- [WHAT IS NEEDED] Give back each entry exactly as written, apart from the pictures.

- [DATASET CONTENT]
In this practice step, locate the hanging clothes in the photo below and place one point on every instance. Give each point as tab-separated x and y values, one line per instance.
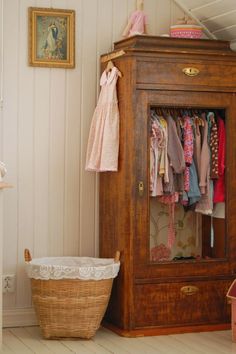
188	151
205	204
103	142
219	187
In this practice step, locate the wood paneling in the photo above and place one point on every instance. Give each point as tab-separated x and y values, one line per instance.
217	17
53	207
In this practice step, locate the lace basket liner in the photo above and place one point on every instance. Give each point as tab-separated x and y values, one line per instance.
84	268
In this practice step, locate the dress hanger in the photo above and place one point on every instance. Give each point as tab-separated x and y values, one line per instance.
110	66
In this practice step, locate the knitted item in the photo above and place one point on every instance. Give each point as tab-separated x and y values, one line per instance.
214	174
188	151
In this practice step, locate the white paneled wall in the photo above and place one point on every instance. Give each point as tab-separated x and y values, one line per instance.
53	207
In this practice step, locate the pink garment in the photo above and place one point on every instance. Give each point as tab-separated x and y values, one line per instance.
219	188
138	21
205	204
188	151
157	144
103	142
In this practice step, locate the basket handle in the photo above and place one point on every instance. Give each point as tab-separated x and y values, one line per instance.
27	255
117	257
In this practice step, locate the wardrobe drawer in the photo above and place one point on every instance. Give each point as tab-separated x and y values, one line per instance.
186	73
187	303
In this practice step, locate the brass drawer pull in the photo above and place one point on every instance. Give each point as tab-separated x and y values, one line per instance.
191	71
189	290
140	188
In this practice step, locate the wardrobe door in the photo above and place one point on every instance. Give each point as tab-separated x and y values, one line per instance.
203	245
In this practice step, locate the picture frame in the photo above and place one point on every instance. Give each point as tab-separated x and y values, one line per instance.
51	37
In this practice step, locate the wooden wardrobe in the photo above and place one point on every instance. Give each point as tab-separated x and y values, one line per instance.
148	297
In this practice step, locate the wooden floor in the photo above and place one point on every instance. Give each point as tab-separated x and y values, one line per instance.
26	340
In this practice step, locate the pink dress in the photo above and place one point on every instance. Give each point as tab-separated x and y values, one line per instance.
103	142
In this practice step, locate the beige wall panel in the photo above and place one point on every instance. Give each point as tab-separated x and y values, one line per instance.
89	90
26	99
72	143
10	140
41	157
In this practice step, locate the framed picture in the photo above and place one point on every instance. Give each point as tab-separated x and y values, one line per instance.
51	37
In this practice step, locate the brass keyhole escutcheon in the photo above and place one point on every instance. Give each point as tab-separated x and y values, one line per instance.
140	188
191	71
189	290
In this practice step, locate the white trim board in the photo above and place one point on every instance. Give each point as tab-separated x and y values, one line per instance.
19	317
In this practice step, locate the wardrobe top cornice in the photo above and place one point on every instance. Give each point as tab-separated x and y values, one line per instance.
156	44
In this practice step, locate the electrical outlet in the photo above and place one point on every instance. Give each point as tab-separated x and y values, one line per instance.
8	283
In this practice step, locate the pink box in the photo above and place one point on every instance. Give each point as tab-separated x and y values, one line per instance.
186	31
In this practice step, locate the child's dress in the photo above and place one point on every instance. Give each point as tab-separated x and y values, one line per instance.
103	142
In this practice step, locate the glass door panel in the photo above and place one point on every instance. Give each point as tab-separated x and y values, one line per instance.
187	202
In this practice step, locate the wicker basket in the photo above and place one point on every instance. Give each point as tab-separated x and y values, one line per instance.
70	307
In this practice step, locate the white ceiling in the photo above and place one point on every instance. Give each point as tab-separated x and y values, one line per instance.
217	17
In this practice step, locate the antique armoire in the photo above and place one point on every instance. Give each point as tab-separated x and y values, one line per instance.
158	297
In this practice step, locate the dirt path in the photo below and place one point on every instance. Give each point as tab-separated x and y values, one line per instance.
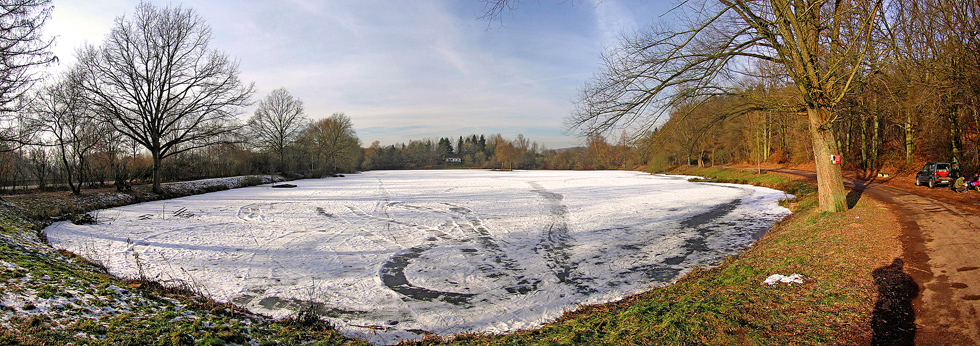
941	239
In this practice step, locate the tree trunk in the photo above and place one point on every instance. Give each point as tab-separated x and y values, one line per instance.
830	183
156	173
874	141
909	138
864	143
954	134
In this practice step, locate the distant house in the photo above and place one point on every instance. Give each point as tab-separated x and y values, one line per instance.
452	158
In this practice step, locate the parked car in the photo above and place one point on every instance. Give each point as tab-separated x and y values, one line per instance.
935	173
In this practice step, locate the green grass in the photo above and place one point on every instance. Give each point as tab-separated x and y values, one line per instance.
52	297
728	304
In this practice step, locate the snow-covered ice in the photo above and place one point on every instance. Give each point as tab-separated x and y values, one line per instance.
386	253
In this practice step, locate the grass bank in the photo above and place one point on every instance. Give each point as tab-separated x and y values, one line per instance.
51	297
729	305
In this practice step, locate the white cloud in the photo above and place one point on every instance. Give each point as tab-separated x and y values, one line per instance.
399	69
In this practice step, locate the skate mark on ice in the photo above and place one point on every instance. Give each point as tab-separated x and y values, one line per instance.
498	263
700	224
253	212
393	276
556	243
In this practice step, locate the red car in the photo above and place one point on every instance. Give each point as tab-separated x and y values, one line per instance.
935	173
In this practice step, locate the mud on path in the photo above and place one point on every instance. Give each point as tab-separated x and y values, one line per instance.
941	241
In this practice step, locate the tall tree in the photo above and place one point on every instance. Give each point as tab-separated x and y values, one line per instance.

- [RESULT OF THE TASK]
In this practice step, locate the hanging clothes in the photo below and place one point on every instance. Give each point as tab-separated x and y values, one line per instance.
188	151
205	204
103	142
219	187
In this practice step, locate the wood paneling in the photo above and place one point on every instance. Give each point as tab-separated x and y values, one line per instance.
217	17
53	207
In this practice step, locate the lace basket liner in the photo above and place one point on every instance. Give each point as tab-separated x and y values, one line per instance.
84	268
In this practice step, locate the dress hanger in the photo above and place one point on every instance. Give each point as tab-separated x and y values, one line per instance.
110	66
In this practice step, locate the knitted item in the photo above and place one point on every instance. Give each point as tab-separated x and y values, one line per instance.
214	174
188	151
In this practice step, locate the white paneled wall in the photo above and place one point on every instance. Give each point as tab-separated x and y values, one line per instance.
53	207
In this practice step, locate the pink garment in the photo above and place one point on every instance. Give each point as tab-separated x and y values, one line per instance.
219	188
138	21
205	204
188	151
157	144
103	142
In this practice step, locate the basket handle in the photo above and place one point on every instance. Give each point as tab-separated x and y values, one line per instance.
27	255
117	257
In this practice step, locate the wardrobe drawer in the photo above and place one point on every instance. Give each point as tab-separated x and y values, one line per instance.
186	73
187	303
In this practice step, locate the brass drawer pull in the photo above and place one point on every instance. Give each point as tab-separated x and y values, one line per instance.
191	71
189	290
140	188
In this practice step, locate the wardrobe door in the photo above and place one point on every instance. Give each point as tab-separated x and y values, one line per instance.
203	245
In this practice step, locate the picture frame in the photo above and place one point on every instance. Give each point as tab-separated x and y values, one line per instance.
51	37
In this practice step, locate the wooden wardrobe in the photo above and place one point on every instance. Give each point as tab-separated x and y values, one line per instance.
148	297
In this practice step, locate the wooden floor in the photo above and place one point on every instance. Give each point as tab-separated x and y values, one line per instance.
26	340
In this practice step, locate the pink dress in the photo above and place one point on every instance. Give each point as tab-separated x and y values, one line per instance.
103	142
In this practice step, locate the beige wall panel in the photo above and place one point on every instance. Give each point as tab-separated x and y values, one line per instance.
89	90
26	99
72	143
10	140
41	157
In this practice step, locate the framed picture in the photo above and place one point on every instance. Give each point as tab-separated x and y values, one line per instance.
51	37
In this practice step, locate the brass keyhole escutcheon in the photo above and place one point on every instance. Give each point as tab-separated x and y values, one line per instance.
140	188
191	71
189	290
In this practice step, locate the white trim board in the photo above and place one point on every instance. Give each point as tab-separated x and y values, one line per instance.
19	317
In this practice step, locate the wardrobe top cornice in the photo above and place one point on every instance. Give each point as tab-separated x and y values, one line per instance.
156	44
In this practice step, locate the electrical outlet in the photo above and place one point on every instance. Give each point as tab-separated x and y values, one line per instance.
8	283
In this practice step, locate the pink box in the photo above and place one point on every instance. Give each point as tab-separated x and y values, one line per instance.
186	31
In this practice step, locate the child's dress in the photo above and place one point on every instance. Give each point as tab-separated x and y values, one line per instance.
103	142
In this practice step, locate the glass door panel in the photo above and place one point on every instance. Give each point as tab-separated x and y values, one line per instance.
187	202
In this practice step, locate the wicker basket in the photo above and place one point on every instance. Give each point as tab-separated x and y values, one line per instance.
70	307
In this practice step, locate the white ceiling in the photo above and place one point on every instance. Give each point as tab-separated x and y values, one line per instance.
217	17
In this practice step, locate the antique armoire in the photo above and place one point on every instance. Give each point as tab-separated x and y values, one line per instance.
158	297
In this practice step, locate the dirt path in the photo below and place one point on every instance. Give each point as tab-separated x and y values, one line per instance.
941	239
In this practice step, locate the tree trunk in the photo above and place one point on every instance. Give each point as tab-separated x and y values, one line per instance.
830	183
156	173
874	141
909	138
864	143
954	134
In this practice step, locate the distant house in the photo above and place one point on every instance. Give each point as tab-separated x and y values, one line per instance.
452	158
In this practice step, locate the parked car in the photo above and place one point on every instance. Give each point as tab-separated x and y values, one line per instance.
935	173
In this practice step, locate the green grass in the photo above and place one point on every instance. Give each point as tab-separated x and y values, one line per instance.
52	297
728	304
In this practice step, locate the snow-covered ice in the photo above and place one point on every instance. Give each point as tab-separated x and y values, one line per instance.
386	253
In this practice step, locate the grass bank in the photo above and place one point on every instance. Give each point as tab-separated x and y values, one line per instance.
51	297
729	305
In this practice step, locate the white cloud in the photo above and place one point on every instance. Give each point as tab-separated x and y values, one line per instance.
399	69
In this practice step, locate the skate mark on ice in the photo above and place one point on every instance. Give each point as tab-separated x and y values, one line per instance.
498	263
700	224
253	212
393	276
556	243
In this practice step, locate the red car in the photo above and place one point on every instance. Give each point as tab-separated x and y values, one line per instance.
935	173
In this practice step, locate the mud on path in the photo above and place one point on every instance. Give each point as tab-separated x and y values, one line per instance.
941	241
In this practice step, locate the tall tree in the photo above and place one point on every instance. Give each point as tab-separated x and y values, one line per instance.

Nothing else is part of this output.